- _GIVEN DATA_
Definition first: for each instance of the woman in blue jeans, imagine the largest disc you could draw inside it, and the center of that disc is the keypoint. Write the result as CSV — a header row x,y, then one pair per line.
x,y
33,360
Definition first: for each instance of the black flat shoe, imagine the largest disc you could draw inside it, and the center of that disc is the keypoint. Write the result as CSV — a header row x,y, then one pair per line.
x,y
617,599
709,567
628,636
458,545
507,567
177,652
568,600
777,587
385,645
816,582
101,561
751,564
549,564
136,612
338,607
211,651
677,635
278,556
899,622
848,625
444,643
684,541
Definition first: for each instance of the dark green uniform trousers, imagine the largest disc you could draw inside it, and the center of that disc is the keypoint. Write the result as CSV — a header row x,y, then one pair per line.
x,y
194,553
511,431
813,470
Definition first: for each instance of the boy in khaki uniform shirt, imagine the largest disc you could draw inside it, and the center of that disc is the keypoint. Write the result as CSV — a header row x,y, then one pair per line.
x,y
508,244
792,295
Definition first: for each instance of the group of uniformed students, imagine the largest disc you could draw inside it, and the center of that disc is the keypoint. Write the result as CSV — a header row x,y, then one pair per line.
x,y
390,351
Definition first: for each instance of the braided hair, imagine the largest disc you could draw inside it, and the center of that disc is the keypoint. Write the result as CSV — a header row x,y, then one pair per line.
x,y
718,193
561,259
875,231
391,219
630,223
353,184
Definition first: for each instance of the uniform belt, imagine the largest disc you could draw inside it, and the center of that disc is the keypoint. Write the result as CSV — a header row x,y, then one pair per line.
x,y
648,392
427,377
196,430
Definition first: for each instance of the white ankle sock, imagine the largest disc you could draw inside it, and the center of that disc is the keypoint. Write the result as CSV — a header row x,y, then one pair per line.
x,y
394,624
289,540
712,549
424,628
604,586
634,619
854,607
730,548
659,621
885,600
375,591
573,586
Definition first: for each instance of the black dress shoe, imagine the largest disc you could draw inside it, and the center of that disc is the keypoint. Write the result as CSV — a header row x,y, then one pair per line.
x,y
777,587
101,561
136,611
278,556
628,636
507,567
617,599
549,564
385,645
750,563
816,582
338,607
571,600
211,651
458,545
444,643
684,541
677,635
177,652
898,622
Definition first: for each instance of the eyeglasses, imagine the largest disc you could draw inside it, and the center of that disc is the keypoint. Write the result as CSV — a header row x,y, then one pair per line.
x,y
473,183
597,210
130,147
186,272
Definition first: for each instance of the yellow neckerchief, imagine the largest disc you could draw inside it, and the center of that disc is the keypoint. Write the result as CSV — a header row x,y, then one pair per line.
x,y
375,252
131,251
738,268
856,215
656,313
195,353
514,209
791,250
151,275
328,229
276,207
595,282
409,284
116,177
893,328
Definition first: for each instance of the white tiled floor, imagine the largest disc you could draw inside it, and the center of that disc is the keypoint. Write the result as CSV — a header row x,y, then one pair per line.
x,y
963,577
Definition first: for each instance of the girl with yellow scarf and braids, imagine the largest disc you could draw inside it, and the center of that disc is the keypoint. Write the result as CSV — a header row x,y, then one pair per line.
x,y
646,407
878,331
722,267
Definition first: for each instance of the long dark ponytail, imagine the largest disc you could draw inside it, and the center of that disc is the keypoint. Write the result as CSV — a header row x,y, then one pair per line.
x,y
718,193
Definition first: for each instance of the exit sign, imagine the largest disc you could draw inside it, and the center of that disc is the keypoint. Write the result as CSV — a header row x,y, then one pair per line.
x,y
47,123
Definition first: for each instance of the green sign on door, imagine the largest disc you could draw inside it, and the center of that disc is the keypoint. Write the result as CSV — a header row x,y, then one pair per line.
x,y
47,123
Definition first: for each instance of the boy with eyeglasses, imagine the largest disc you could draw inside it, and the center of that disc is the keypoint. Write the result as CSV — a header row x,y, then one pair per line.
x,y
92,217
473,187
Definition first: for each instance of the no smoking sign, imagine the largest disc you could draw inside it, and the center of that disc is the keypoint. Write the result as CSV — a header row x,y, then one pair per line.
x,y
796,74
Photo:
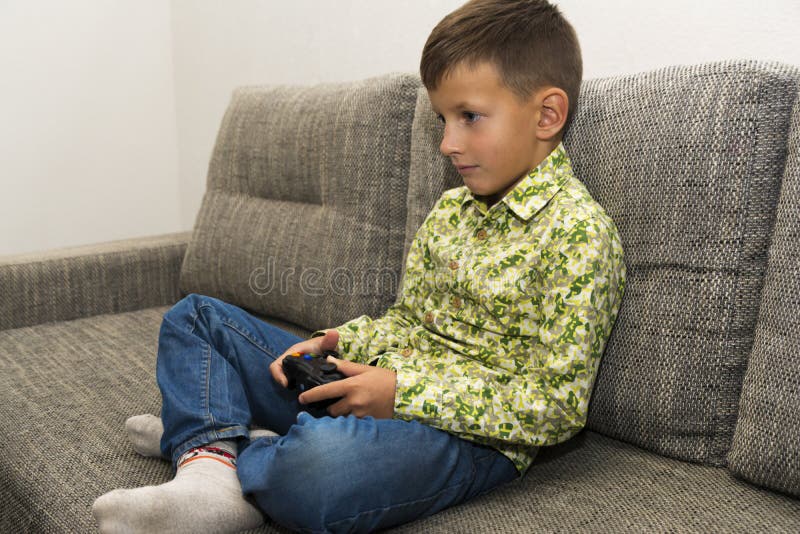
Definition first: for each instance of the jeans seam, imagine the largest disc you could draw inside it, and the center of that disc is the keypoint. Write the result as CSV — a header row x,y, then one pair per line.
x,y
248,336
433,497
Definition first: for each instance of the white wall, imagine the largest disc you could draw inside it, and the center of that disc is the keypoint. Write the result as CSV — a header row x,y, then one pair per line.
x,y
109,109
88,143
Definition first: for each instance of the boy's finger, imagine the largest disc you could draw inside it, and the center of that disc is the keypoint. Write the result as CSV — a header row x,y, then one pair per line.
x,y
326,391
347,367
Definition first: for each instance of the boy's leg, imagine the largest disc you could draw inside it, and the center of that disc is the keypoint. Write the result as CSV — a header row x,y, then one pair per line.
x,y
362,474
213,371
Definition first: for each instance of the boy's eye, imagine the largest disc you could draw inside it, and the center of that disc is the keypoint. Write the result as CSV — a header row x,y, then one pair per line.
x,y
471,117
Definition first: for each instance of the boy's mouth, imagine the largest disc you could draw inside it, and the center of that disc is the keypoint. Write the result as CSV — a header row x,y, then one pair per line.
x,y
465,169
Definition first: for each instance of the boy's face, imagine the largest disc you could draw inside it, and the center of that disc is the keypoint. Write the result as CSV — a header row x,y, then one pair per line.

- _TASK DIRECTIONS_
Starting at the line that contains "Definition first: for each instance of the boy's eye, imagine" and ending at the last line, copy every line again, shifting each x and y coordinate in the answers up by 103.

- _THE RESULT_
Definition first: for each instance of the boy's eye, imagine the largest disc you could draw inside it, and the center of that disc is the keypoint. Write the result as CSV — a header row x,y, then one pair per line.
x,y
574,220
Definition first: for each instance of the boy's mouth, imagine the largest disc you could draw inside it, and the center of that disc is the keypoint. Write the result as CSV — a header row x,y, then one pair per line.
x,y
568,272
Definition first: for each instance of the boy's face, imagine the largest disc you could draw inside it, and the center of that disc is the keypoint. Write the result as CSV — a header row x,y, then one pair per line.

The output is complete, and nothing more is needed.